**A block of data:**
☆ ☆ ☆ ☆
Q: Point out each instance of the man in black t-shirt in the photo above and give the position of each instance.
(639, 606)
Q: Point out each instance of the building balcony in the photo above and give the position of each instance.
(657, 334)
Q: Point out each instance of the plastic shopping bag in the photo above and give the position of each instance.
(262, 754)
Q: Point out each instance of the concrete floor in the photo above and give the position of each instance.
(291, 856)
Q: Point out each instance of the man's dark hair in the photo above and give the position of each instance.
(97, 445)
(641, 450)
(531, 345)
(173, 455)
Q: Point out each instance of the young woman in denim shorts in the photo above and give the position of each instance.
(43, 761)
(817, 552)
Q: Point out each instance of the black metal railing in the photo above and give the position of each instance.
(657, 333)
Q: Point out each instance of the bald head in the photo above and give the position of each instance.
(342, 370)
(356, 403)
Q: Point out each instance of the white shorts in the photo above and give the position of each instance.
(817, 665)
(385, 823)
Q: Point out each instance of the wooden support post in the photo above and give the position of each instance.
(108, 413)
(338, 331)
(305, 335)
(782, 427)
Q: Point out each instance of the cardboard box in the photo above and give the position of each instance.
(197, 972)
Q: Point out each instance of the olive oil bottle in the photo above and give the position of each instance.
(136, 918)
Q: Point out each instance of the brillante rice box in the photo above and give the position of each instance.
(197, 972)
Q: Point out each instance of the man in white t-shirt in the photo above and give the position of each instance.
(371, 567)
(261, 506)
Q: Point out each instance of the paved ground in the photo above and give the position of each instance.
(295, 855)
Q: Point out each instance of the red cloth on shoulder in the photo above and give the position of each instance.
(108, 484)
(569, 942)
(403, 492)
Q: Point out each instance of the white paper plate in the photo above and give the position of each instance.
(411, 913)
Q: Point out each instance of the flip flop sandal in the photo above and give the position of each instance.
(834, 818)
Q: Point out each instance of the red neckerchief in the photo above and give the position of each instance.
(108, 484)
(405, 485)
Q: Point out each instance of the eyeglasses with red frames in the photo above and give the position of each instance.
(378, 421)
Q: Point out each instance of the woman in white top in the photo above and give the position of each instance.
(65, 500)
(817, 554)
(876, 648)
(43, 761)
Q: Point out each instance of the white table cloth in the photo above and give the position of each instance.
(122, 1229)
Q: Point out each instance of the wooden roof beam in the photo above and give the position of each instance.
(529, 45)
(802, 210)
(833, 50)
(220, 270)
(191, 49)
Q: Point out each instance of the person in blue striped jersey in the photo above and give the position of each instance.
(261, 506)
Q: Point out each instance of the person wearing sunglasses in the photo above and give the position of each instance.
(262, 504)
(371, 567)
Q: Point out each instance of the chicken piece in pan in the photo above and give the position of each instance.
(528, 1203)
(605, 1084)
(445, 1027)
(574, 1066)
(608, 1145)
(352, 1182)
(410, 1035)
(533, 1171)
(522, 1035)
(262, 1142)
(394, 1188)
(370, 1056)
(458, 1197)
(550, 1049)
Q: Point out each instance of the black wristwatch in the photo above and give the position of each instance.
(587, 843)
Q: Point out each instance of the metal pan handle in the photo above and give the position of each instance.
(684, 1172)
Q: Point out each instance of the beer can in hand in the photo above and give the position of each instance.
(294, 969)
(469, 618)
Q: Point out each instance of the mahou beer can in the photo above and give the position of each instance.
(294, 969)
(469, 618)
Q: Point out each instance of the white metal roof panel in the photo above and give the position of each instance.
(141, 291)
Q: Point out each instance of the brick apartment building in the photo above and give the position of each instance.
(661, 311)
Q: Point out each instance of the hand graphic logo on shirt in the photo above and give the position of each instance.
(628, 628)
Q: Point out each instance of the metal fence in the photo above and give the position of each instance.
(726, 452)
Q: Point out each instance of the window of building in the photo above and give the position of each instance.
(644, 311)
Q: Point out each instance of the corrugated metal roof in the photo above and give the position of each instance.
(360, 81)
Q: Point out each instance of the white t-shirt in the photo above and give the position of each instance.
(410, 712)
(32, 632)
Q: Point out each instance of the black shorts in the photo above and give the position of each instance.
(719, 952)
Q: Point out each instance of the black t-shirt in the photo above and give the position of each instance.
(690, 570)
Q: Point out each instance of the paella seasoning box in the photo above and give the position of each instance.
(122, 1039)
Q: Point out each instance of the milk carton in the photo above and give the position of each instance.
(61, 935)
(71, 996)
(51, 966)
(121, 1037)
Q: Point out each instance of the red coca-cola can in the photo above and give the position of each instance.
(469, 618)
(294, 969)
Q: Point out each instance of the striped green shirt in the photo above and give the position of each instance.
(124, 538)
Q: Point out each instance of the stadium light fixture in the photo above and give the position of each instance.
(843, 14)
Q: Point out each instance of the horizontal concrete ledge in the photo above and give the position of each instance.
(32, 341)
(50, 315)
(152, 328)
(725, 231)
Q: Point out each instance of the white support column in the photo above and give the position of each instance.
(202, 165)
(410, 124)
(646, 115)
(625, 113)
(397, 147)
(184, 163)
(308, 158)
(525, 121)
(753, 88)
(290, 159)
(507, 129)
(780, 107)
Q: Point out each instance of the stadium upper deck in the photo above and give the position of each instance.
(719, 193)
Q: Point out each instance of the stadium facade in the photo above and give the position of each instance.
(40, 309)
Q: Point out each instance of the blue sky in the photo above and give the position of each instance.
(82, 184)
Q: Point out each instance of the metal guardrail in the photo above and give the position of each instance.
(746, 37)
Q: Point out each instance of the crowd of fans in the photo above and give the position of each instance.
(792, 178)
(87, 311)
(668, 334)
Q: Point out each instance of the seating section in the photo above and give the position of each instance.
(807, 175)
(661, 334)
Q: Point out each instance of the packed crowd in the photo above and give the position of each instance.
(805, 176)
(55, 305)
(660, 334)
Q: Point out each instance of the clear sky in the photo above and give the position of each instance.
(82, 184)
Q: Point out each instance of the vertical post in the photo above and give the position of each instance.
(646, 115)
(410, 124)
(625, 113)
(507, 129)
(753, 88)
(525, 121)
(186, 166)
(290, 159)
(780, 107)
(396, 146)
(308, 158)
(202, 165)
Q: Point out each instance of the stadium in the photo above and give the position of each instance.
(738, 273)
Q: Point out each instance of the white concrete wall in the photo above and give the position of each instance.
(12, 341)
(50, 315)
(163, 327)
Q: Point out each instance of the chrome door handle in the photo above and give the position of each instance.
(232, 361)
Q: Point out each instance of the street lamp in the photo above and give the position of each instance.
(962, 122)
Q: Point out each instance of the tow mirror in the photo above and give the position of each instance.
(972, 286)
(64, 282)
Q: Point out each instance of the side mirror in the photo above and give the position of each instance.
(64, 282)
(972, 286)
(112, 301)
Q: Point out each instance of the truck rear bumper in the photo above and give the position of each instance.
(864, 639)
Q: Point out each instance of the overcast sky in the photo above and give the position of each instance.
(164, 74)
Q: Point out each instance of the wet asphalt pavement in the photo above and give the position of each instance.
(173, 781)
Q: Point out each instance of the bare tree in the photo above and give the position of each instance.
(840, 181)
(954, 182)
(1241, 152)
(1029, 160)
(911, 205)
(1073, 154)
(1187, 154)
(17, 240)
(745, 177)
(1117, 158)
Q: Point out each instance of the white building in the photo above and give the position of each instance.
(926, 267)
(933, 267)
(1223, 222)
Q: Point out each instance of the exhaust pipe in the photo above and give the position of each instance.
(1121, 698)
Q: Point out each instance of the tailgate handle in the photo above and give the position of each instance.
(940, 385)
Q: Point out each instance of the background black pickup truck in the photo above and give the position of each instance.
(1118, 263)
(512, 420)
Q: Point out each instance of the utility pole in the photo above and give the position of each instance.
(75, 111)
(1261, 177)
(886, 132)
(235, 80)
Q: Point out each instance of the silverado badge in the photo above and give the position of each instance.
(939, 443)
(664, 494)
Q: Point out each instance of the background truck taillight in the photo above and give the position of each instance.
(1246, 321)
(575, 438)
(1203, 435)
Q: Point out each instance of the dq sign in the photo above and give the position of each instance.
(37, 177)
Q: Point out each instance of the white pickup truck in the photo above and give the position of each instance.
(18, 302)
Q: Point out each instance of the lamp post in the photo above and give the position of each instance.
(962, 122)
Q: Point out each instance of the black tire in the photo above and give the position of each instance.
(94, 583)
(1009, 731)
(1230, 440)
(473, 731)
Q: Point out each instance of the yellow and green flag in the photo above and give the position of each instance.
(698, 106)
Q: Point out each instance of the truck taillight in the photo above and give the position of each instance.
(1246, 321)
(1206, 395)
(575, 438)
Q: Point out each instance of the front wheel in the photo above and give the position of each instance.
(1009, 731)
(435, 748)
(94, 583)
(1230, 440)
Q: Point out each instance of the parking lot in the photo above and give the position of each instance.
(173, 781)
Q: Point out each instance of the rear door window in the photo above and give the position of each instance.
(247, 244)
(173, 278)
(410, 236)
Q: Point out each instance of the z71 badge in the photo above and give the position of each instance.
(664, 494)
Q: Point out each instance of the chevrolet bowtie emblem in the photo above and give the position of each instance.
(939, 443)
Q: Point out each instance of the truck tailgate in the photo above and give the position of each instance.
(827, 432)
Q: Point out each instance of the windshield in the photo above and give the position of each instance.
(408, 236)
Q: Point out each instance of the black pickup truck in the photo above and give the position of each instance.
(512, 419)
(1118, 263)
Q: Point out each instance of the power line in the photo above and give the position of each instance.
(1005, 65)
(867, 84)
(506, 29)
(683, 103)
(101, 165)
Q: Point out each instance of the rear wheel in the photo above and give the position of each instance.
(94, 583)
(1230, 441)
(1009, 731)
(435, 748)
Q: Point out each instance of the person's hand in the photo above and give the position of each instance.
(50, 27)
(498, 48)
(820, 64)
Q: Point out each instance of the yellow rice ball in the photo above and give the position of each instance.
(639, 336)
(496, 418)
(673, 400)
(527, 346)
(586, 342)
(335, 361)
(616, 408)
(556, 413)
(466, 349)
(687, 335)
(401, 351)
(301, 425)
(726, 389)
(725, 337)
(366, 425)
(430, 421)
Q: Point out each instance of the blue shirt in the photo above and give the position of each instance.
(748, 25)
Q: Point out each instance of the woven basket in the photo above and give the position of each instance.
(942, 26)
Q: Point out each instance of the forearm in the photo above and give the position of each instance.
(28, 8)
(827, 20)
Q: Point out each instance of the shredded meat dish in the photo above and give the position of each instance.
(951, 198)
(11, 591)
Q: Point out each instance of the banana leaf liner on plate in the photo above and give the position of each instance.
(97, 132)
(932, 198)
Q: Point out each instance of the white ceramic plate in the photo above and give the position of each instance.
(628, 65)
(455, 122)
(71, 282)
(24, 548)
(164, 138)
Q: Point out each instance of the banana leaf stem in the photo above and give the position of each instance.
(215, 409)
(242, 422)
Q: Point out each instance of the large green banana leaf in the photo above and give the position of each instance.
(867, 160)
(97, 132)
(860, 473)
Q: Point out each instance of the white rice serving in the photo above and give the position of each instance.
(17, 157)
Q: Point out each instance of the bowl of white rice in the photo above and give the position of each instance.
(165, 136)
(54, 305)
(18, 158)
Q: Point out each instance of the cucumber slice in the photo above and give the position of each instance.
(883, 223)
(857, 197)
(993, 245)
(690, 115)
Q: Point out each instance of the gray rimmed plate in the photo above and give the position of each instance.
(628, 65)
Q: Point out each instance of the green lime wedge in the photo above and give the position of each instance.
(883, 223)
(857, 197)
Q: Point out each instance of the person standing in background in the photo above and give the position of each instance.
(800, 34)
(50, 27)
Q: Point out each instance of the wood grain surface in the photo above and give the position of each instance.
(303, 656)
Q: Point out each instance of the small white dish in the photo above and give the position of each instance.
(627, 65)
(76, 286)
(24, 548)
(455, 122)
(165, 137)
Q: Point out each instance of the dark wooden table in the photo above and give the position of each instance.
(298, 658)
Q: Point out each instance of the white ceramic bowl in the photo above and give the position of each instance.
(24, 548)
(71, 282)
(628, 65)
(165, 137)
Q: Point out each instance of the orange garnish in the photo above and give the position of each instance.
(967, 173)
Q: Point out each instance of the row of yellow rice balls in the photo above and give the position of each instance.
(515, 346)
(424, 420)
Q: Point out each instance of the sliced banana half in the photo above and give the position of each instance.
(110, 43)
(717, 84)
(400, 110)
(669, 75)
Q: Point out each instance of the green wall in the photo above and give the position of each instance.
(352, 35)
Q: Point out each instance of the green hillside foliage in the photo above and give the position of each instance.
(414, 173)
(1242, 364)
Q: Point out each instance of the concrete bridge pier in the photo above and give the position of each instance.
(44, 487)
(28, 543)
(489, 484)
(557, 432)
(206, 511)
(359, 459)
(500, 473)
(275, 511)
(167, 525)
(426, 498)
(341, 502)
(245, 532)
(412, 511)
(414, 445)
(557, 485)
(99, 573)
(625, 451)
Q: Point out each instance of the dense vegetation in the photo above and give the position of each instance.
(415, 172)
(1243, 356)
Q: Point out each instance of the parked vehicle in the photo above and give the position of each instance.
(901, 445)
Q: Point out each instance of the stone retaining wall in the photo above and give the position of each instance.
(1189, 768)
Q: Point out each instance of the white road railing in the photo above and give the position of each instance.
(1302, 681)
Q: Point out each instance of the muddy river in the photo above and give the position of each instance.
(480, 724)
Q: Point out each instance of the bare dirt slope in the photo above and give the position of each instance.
☆ ☆ ☆ ☆
**What you should do:** Copy the lines above verbatim, from the line with "Q: Point out each instance of the person wearing" to the line with "(121, 1037)".

**Task solution:**
Q: Point out each instance of the person wearing sunglasses in the photo above and give the position of each instance.
(262, 504)
(371, 567)
Q: Point out each instance of the chicken piece in pan in the photo above and give the position of each instance.
(528, 1203)
(605, 1084)
(445, 1027)
(574, 1066)
(608, 1145)
(352, 1182)
(410, 1035)
(533, 1171)
(522, 1035)
(262, 1142)
(394, 1188)
(370, 1056)
(458, 1197)
(550, 1049)
Q: Point out each instance of the black wristwatch in the photo above and give the position of each instance.
(587, 843)
Q: Point out each instance of the metal pan handle in the photo above and give the position of each instance.
(684, 1172)
Q: Point out each instance of the beer can in hand in the photo above and give the position of each instance.
(294, 969)
(469, 618)
Q: Point out each instance of the mahou beer can in the photo above and give the position of each instance.
(294, 969)
(469, 618)
Q: Point out each instance of the white metal roof panel in the photo above and give the position of each instance.
(141, 291)
Q: Point out each instance of the brick apartment building in the photo above and give the position of each instance.
(661, 311)
Q: Point out each instance of the hand graphic logo on shirt in the photo above and give the position of each instance.
(628, 628)
Q: Point out each instance of the metal fence in the photo above and give the position of each instance.
(726, 452)
Q: Point out each instance of the window of building in the photo above and give the position of each instance.
(644, 311)
Q: Point out each instance of the corrugated metal roof in the photo above and give the position of each instance.
(360, 81)
Q: Point out each instance of the white t-shirt in the photo above and give the position of each instance.
(410, 712)
(32, 632)
Q: Point out each instance of the black shorts in the photo above and give the position of each instance.
(719, 952)
Q: Point out each instance of the black t-shirt in the photo above and give the position of each instance.
(690, 570)
Q: Point out each instance of the paella seasoning box in the photo above and give the position of each instance.
(122, 1039)
Q: Point out each instance of the milk carton in the photo above and give the position of each instance.
(61, 935)
(71, 996)
(51, 966)
(121, 1037)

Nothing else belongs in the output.